» Given exercise
Show each line below that contains the word "flag", copying every such line in full.

» Supplied data
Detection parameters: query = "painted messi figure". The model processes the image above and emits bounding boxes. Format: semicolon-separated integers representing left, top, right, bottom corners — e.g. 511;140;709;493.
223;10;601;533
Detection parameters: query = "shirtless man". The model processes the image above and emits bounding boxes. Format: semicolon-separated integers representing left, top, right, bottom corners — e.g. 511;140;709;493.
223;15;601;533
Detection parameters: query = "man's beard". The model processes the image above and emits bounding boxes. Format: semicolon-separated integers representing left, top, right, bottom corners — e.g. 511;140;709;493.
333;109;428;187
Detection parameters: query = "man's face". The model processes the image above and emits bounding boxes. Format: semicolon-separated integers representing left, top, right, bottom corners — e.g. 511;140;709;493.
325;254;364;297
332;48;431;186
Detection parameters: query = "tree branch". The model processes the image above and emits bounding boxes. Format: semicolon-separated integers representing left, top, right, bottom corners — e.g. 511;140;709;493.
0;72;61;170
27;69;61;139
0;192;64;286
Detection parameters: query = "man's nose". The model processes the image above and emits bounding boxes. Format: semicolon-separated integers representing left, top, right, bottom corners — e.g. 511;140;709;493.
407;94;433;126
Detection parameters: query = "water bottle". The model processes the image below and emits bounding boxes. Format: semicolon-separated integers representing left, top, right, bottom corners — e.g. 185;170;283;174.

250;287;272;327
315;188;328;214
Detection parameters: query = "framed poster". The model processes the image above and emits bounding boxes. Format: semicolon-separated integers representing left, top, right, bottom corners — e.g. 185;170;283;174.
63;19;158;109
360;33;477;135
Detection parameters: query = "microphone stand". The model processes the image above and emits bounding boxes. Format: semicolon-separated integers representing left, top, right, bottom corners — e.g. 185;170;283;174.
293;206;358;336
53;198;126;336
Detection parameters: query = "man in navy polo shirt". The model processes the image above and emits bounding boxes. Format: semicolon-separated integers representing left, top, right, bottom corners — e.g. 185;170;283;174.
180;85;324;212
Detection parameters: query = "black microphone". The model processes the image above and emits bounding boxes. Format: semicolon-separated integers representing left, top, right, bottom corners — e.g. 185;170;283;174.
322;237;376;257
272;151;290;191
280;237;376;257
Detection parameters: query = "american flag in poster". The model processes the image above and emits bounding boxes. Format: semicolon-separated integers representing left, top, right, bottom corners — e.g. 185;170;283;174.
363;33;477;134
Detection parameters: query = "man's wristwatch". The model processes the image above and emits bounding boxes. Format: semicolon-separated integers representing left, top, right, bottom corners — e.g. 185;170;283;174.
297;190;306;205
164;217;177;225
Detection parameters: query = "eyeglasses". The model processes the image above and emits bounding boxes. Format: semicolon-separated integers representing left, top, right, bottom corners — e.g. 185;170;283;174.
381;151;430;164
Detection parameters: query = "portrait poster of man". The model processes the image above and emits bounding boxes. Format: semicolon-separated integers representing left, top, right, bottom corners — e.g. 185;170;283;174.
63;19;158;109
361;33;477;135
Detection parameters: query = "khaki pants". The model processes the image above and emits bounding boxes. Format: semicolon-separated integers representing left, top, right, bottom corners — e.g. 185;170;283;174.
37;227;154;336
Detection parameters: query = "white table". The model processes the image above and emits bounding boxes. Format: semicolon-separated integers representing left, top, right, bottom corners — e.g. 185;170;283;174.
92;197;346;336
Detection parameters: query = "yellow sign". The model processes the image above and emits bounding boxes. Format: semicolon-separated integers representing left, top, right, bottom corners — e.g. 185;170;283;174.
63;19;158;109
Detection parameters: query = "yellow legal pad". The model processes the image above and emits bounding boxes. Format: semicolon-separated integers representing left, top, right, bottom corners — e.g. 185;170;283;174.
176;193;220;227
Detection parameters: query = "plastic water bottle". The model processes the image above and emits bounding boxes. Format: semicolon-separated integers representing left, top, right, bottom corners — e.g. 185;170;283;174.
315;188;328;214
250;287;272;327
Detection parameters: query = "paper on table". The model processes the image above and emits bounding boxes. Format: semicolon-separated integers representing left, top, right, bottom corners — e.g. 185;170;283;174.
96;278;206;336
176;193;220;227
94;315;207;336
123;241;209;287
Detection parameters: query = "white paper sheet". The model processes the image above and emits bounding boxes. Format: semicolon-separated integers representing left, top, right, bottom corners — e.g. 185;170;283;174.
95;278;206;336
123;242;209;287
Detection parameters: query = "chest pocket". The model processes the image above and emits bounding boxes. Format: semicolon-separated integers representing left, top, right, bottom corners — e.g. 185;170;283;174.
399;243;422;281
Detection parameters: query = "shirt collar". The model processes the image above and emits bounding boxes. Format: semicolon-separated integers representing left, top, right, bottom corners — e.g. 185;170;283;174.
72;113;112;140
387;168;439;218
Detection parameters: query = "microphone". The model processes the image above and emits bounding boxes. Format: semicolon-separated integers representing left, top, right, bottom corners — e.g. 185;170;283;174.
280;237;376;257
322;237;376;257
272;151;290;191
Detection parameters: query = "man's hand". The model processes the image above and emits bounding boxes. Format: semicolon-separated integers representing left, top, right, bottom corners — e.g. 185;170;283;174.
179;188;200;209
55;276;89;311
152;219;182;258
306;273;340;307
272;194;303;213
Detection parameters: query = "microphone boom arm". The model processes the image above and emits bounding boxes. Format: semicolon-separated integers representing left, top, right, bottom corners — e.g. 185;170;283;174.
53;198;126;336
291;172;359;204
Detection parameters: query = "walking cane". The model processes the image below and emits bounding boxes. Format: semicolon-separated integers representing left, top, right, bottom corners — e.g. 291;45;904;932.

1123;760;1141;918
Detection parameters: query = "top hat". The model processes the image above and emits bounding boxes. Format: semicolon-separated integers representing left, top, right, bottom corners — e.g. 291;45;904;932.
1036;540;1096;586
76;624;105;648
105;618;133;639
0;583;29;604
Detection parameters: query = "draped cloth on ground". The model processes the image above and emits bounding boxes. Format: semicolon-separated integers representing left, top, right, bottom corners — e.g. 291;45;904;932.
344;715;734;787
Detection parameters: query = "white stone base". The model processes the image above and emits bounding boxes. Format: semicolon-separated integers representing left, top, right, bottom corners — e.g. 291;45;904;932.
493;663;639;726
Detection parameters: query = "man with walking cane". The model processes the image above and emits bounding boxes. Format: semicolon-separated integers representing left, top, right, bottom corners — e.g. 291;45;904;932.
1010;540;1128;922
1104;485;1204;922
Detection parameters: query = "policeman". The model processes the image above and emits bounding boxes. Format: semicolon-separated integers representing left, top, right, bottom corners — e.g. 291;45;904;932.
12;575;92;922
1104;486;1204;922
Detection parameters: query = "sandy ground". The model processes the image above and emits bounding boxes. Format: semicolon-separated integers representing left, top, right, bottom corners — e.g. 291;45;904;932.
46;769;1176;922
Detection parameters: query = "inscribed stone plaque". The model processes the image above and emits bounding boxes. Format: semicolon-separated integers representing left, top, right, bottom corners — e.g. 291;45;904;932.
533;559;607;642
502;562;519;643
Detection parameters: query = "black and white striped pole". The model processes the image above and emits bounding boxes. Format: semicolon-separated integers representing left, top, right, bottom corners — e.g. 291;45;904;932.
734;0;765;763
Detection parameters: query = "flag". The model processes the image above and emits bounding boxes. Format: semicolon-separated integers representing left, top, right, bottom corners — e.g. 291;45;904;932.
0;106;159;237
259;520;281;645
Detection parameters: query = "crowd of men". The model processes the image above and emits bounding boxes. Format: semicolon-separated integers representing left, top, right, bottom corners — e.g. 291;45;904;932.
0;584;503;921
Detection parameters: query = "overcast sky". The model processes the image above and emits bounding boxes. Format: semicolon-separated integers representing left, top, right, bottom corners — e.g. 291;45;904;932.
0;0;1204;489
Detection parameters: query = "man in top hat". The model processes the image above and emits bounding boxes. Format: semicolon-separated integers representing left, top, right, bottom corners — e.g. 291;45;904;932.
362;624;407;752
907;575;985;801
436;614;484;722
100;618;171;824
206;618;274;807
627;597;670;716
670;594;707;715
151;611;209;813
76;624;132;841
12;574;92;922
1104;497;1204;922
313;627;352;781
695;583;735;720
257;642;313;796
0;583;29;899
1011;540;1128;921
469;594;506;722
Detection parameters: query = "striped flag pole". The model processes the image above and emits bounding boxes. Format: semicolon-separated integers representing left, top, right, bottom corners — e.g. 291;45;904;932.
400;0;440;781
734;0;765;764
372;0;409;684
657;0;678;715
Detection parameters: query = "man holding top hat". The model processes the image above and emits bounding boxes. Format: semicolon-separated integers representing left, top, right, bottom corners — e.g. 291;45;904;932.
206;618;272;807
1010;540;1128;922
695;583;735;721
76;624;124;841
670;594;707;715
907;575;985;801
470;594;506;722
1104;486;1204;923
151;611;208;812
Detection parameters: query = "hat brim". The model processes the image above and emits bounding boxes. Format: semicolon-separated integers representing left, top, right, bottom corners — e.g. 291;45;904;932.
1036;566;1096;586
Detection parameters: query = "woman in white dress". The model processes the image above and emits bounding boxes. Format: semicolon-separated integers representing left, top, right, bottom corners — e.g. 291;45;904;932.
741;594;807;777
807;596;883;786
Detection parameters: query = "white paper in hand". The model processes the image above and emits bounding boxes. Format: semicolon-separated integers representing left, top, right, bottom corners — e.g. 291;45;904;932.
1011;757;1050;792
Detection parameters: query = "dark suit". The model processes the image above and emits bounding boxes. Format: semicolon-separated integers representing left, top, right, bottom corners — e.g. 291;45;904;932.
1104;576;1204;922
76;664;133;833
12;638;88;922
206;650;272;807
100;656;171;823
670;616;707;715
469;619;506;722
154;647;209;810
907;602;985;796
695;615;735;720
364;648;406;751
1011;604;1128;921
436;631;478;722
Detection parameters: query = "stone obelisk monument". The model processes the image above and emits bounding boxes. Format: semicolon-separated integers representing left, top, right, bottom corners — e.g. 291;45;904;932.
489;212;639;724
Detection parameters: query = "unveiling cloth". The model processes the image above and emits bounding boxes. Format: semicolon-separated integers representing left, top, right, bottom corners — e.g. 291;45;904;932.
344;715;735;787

» Response to the task
Detection parameters: query = "american flag in poster". The model processes the image above and emits bounding boxes. Format: semicolon-separated integers representing left, top, right, bottom corners — e.g. 185;170;283;174.
Detection parameters: query = "flag". The model processes the image above and emits bounding boxes. Format: semicolon-separated integers representing left, top, right, bottom corners — e.g. 291;45;904;932.
Detection parameters: query = "striped flag pole". The model processes the image above and emits bounding boxes. Format: semicolon-separated integers representing left, top, right, bottom corners — e.g. 291;45;904;932.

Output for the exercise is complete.